▶ Directives
**a)** In the laptop login thread, rewrite the paragraph beginning "So when this laptop is taken out of their office" in a shorter form that keeps its main facts.
**b)** Continue the laptop login thread from its last sentence.

▶ Provided passage
= = = =
LOl..."colourful language" is right! :D
I'm out onsite all day today so unable to try things on the laptop, but will be at my office in the morning with a sledgehammer in my left hand, and a blow torch or chain saw in my right hand! :D

I'll try a few more things before format c:
 
I had this issue for 2 different reasons.

1) I had a machine that had the same name on the network and I had to change it they were conflicting.
2) The Server did not have a POINTER in the reverse dns (check NSLOOKUP on the workstation and see if it says non-existent domain or not and if it does add a reverse dns entry)

you can also update to the latest network drivers and see if that makes a difference.

I would also put the domain controller as the primary dns and the router as the secondary.

Majestic


Dell Latty e5530 Win7p x64 i5 8 gigs rammage

Member of a domain
Has been properly setup on the clients local network. ..joined to the domain, many times the domain Administrator and some of the users have logged into it.
Users member of local admin group.

So when this laptop is taken out of their office (like on my desk at my office here)...I boot up from a cold start...log in fine, it behaves fine.
I can reboot...and log in fine. Both of these show that the cached credential are all in good shape.
= = = =
▶ Stored rows
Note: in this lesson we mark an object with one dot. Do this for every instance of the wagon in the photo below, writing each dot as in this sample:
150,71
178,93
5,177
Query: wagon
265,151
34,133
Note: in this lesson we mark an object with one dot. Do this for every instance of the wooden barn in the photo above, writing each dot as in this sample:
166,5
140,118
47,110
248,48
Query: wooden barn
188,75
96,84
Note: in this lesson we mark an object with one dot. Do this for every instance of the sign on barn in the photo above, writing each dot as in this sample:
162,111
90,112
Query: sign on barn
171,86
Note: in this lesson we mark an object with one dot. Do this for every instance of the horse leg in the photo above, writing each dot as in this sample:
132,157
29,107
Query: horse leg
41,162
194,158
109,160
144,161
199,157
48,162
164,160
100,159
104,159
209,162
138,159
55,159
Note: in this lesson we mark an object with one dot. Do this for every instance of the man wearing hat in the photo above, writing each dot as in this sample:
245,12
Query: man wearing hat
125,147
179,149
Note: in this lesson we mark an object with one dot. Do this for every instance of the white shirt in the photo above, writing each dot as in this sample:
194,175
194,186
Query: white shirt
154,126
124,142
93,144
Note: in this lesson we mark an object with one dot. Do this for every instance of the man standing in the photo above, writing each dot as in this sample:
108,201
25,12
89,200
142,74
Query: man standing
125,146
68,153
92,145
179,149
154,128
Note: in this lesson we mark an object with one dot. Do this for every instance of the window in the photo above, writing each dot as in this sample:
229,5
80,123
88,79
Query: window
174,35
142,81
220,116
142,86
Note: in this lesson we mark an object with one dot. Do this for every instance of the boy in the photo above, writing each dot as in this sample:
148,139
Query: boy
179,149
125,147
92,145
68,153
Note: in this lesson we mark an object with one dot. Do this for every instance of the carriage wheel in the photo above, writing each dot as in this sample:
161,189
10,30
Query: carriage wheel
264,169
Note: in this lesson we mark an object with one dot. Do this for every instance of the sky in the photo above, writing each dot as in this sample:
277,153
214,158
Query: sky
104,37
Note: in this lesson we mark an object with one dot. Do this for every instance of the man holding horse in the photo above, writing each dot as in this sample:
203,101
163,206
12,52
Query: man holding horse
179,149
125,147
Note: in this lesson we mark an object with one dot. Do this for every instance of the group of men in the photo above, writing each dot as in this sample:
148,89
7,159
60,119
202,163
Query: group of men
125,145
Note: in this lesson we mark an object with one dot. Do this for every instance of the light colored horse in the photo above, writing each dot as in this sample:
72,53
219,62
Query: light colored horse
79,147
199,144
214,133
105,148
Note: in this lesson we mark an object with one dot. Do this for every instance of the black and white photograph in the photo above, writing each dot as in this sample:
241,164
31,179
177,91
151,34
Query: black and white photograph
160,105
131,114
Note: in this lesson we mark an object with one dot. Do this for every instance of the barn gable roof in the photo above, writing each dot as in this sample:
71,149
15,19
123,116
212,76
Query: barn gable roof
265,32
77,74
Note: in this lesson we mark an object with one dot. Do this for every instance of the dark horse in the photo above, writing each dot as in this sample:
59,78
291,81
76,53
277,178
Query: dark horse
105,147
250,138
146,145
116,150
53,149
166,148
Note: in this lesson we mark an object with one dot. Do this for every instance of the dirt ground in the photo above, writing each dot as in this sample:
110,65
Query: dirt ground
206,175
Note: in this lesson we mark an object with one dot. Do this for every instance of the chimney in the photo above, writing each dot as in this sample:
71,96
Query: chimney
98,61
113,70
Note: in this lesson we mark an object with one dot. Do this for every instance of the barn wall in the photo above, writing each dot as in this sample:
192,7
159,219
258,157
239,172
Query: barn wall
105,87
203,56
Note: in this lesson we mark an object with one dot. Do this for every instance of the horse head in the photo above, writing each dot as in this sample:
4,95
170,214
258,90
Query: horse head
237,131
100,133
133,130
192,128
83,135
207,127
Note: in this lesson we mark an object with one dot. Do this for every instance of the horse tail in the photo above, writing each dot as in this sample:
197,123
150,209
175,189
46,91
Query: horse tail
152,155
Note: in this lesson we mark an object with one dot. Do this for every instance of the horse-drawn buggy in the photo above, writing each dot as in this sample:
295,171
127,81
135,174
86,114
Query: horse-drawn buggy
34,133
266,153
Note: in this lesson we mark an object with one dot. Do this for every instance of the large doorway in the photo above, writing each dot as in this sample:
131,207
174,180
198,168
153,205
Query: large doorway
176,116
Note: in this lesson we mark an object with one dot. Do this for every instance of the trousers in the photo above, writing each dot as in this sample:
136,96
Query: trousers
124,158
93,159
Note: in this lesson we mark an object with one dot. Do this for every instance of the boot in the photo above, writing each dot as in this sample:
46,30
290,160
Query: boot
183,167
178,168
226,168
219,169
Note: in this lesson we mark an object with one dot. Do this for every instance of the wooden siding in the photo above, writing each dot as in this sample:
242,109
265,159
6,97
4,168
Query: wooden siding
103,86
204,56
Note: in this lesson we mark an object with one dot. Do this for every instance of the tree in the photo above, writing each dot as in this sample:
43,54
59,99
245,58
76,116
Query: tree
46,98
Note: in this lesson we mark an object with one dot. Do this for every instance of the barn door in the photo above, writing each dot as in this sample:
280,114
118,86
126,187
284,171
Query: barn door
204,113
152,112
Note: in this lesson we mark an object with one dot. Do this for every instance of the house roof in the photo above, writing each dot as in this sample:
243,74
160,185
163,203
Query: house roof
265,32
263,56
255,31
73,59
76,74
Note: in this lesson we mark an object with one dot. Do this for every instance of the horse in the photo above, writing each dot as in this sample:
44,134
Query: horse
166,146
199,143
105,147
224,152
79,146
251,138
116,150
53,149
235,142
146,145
= = = =
▶ Answer set
**a)** Away from the client's office, the laptop boots from a cold start, logs in and works normally. It also reboots and logs in fine, which shows the cached credentials are in good shape.

**b)**
But if I let it sit and doze off for a few minutes, and go wake it up...I'm presented with the locked workstation...as expected, but I go to log in, and I get the "There are no login servers available to service the logon request". Can't log in with any account. However...if I reboot the computer, I can log in no problem.

Have turned off the wireless switch. No diffy.

I actually went onsite to this client this past Friday, saw this error..and I unjoined the domain, cleared the computer account on the server, rejoined the domain, logged in many times...using ethernet cable.

Computer has shown no signs of malware, ran some checks anyways. Really clean computer, less than 9 months old.

Thinking a bug in the wireless NIC drivers.
TCP/IP set to obtain auto. No hard coded DNS.

Fired up local policy and enabled "wait for wireless network before login" setting...to no avail.

Gonna disable "allow Windows to power down this NIC" setting for the wireless....shouldn't have to do that though.